━━━━━ Dataset records ━━━━━

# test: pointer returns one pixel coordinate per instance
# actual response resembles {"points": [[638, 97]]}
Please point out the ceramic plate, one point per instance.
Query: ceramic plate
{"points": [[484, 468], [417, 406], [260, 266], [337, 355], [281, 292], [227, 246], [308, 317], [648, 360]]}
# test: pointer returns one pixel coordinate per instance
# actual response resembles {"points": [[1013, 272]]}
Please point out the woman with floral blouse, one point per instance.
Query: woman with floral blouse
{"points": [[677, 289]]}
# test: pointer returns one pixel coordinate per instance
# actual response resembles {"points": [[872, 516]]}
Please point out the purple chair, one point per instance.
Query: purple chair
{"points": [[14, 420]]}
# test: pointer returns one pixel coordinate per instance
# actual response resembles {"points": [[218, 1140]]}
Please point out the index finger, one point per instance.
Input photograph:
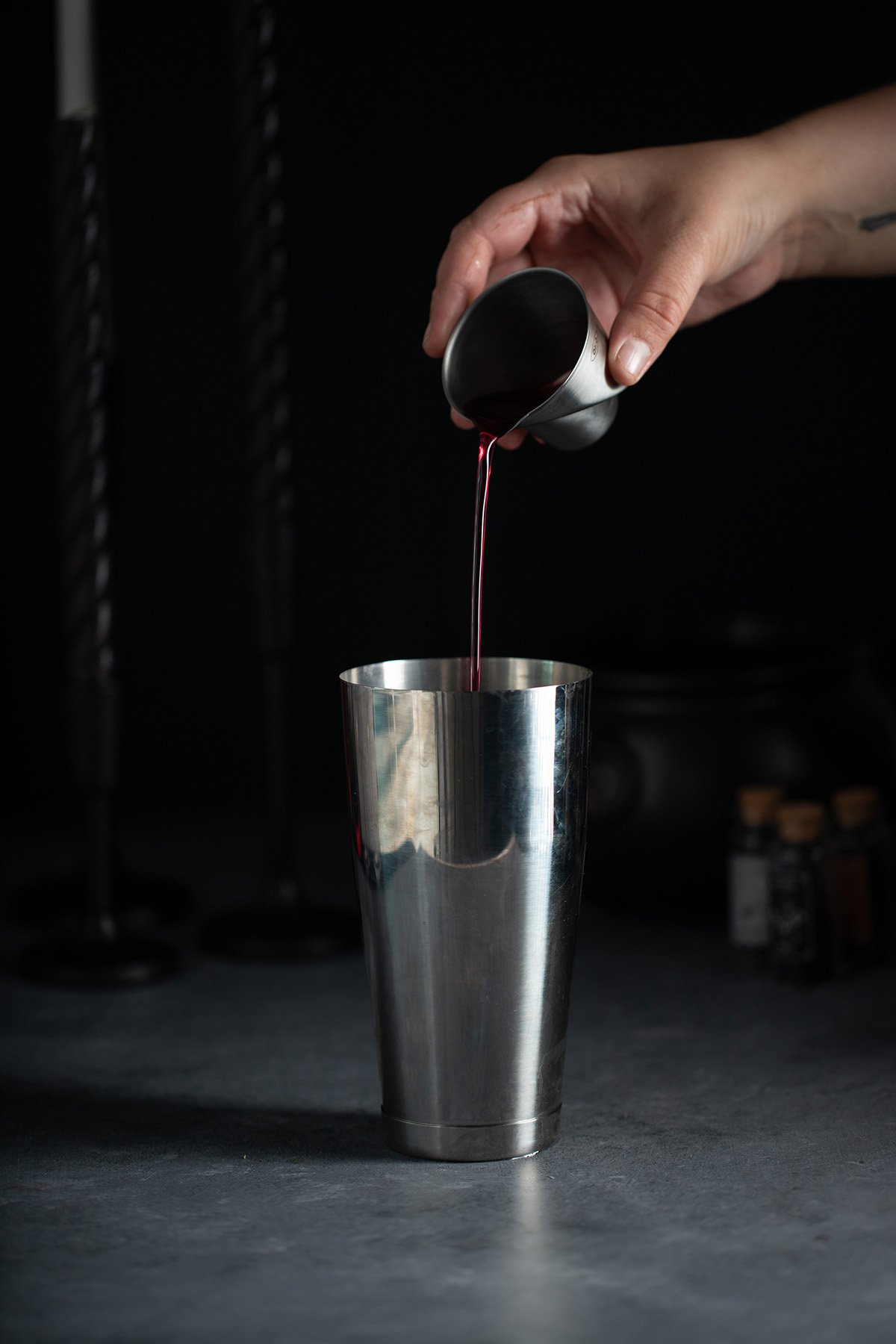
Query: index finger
{"points": [[494, 237]]}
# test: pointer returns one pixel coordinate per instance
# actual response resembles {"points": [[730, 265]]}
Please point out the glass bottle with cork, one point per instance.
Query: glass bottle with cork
{"points": [[750, 874], [859, 866], [803, 933]]}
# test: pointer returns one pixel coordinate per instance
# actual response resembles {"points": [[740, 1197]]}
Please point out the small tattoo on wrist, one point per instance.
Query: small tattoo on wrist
{"points": [[874, 222]]}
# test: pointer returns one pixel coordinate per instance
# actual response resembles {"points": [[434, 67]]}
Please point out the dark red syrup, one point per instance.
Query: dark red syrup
{"points": [[494, 417]]}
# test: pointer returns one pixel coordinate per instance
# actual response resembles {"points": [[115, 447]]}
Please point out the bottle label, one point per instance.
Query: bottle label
{"points": [[748, 900], [794, 933]]}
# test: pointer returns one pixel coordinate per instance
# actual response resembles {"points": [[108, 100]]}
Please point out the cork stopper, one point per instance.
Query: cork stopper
{"points": [[758, 804], [855, 806], [801, 823]]}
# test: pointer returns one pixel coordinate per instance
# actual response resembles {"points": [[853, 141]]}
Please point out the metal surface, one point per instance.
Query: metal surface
{"points": [[527, 331], [467, 827]]}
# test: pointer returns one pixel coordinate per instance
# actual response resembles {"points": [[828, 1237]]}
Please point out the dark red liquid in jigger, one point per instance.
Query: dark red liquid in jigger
{"points": [[494, 417]]}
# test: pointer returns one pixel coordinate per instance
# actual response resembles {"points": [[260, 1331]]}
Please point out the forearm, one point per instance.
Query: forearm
{"points": [[837, 168]]}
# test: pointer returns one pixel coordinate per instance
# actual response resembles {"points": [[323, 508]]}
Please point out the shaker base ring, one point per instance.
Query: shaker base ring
{"points": [[472, 1142]]}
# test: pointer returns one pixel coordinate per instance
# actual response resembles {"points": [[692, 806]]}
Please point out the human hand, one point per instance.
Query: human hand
{"points": [[657, 238]]}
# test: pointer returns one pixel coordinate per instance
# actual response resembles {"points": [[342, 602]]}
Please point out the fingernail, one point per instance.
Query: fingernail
{"points": [[633, 355]]}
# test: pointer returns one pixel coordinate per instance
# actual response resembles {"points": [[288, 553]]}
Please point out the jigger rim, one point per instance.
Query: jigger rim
{"points": [[450, 675]]}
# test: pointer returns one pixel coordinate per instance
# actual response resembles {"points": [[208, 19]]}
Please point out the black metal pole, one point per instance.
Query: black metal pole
{"points": [[96, 949], [284, 922]]}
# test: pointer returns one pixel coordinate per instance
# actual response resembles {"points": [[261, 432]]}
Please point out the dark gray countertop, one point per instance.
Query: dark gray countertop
{"points": [[202, 1160]]}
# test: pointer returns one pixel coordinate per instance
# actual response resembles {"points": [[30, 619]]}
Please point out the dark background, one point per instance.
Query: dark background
{"points": [[753, 470]]}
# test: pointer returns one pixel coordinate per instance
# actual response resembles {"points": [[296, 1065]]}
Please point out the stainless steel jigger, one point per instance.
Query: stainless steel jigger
{"points": [[467, 828], [527, 331]]}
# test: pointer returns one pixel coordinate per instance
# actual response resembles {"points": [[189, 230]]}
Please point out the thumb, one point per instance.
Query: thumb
{"points": [[657, 304]]}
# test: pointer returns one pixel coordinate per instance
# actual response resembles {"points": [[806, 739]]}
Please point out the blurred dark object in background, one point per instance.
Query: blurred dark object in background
{"points": [[688, 712]]}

━━━━━

> **Instructions to follow**
Rewrite all of the data above as a numbered list, skipping blank lines and leaving out the pictures.

> **The output**
1. # test: pointer returns one pixel coordinate per instance
2. # actual response resembles {"points": [[638, 97]]}
3. Please point out the ceramic plate, one point per instance.
4. Query: ceramic plate
5. {"points": [[484, 468], [417, 406], [260, 266], [337, 355], [281, 292], [227, 246], [308, 317], [648, 360]]}
6. # test: pointer returns one pixel coordinate per instance
7. # actual response resembles {"points": [[1013, 272]]}
8. Please point out the woman with floral blouse, one point per instance.
9. Query: woman with floral blouse
10. {"points": [[677, 289]]}
11. # test: pointer returns one pixel coordinate per instance
12. # actual response resembles {"points": [[872, 516]]}
13. Please point out the purple chair, one point per instance.
14. Query: purple chair
15. {"points": [[14, 420]]}
16. # test: pointer returns one pixel coordinate per instance
17. # actual response resembles {"points": [[218, 1140]]}
18. Please point out the index finger, one point per instance.
19. Input photograph:
20. Query: index finger
21. {"points": [[494, 237]]}
22. # test: pointer returns one pixel coordinate per instance
23. # actual response resembles {"points": [[730, 265]]}
24. Please point out the glass bottle with cork, one point per instance.
25. Query: glass bottle with cork
26. {"points": [[750, 874], [859, 866], [803, 933]]}
27. # test: pointer returns one pixel coordinate per instance
28. # actual response resembles {"points": [[740, 1197]]}
29. Please point out the small tattoo on wrist, one point per instance.
30. Query: small tattoo on wrist
31. {"points": [[874, 222]]}
32. # test: pointer returns one pixel coordinate per instance
33. # actual response resembles {"points": [[434, 67]]}
34. Please point out the dark red syrup, one point per instance.
35. Query: dark red syrup
36. {"points": [[494, 417]]}
37. # test: pointer returns one pixel coordinate per instance
38. # actual response resembles {"points": [[115, 447]]}
39. Please point out the bottle label, one point per instance.
40. Query: bottle label
41. {"points": [[748, 900], [794, 933]]}
42. # test: pointer returns one pixel coordinate per instance
43. # actual response resembles {"points": [[108, 100]]}
44. Please point out the cork stopper, one point per instance.
45. Query: cork stopper
46. {"points": [[758, 804], [855, 806], [801, 823]]}
47. # test: pointer returns one pixel coordinate per instance
48. # actual response resembles {"points": [[853, 141]]}
49. Please point out the metal surface, one point per instance.
50. Query: metal surface
51. {"points": [[527, 331], [467, 827]]}
52. # test: pointer returns one pixel coordinate per instance
53. # actual response resembles {"points": [[828, 1237]]}
54. Please point out the dark red liquid in jigger, one point per instance.
55. Query: dark red liquid in jigger
56. {"points": [[494, 417]]}
57. # test: pointer returns one pixel coordinate per instance
58. # actual response resembles {"points": [[260, 1331]]}
59. Please point out the forearm, one point per instance.
60. Query: forearm
61. {"points": [[837, 168]]}
62. # test: pointer returns one pixel coordinate per instance
63. # actual response resembles {"points": [[323, 508]]}
64. Please point out the shaker base ring, one point per instance.
65. Query: shaker base ring
66. {"points": [[472, 1142]]}
67. # test: pointer returns one pixel coordinate per instance
68. # actual response resembles {"points": [[692, 806]]}
69. Please point out the human hand, one point per instance.
70. Query: human hand
71. {"points": [[657, 238]]}
72. # test: pointer returns one pixel coordinate per instance
73. # actual response resembles {"points": [[342, 602]]}
74. Please point out the fingernail, one point per instance.
75. Query: fingernail
76. {"points": [[633, 355]]}
77. # test: pointer returns one pixel coordinate per instance
78. # actual response resembles {"points": [[288, 553]]}
79. Please point out the jigger rim, one point per instance.
80. Query: jigger rim
81. {"points": [[450, 675]]}
82. # test: pointer returns one pixel coordinate per instance
83. # actual response resembles {"points": [[208, 19]]}
84. Please point out the black metal pole, one point per instance.
85. Query: black metal pole
86. {"points": [[96, 949], [284, 922]]}
87. # test: pointer returns one pixel coordinate per instance
88. # actual response resembles {"points": [[261, 432]]}
89. Please point out the dark gray countertop, one point per instance.
90. Query: dark gray countertop
91. {"points": [[202, 1160]]}
92. # test: pointer returns one pixel coordinate per instance
93. # actual response resembles {"points": [[30, 619]]}
94. Please point out the dark background, one point per instance.
95. Query: dark background
96. {"points": [[753, 470]]}
97. # test: pointer returns one pixel coordinate per instance
98. # actual response resembles {"points": [[296, 1065]]}
99. Please point out the stainless steel jigger, one point per instance.
100. Query: stainless steel jigger
101. {"points": [[467, 828], [527, 331]]}
102. # test: pointer returns one pixel coordinate per instance
103. # actual response resembles {"points": [[189, 230]]}
104. Please point out the thumb, one point per instance.
105. Query: thumb
106. {"points": [[657, 304]]}
107. # test: pointer returns one pixel coordinate per instance
108. # actual response resembles {"points": [[806, 739]]}
109. Please point out the blurred dark object in background, one point per instance.
110. Query: blurred dark object in background
111. {"points": [[688, 712]]}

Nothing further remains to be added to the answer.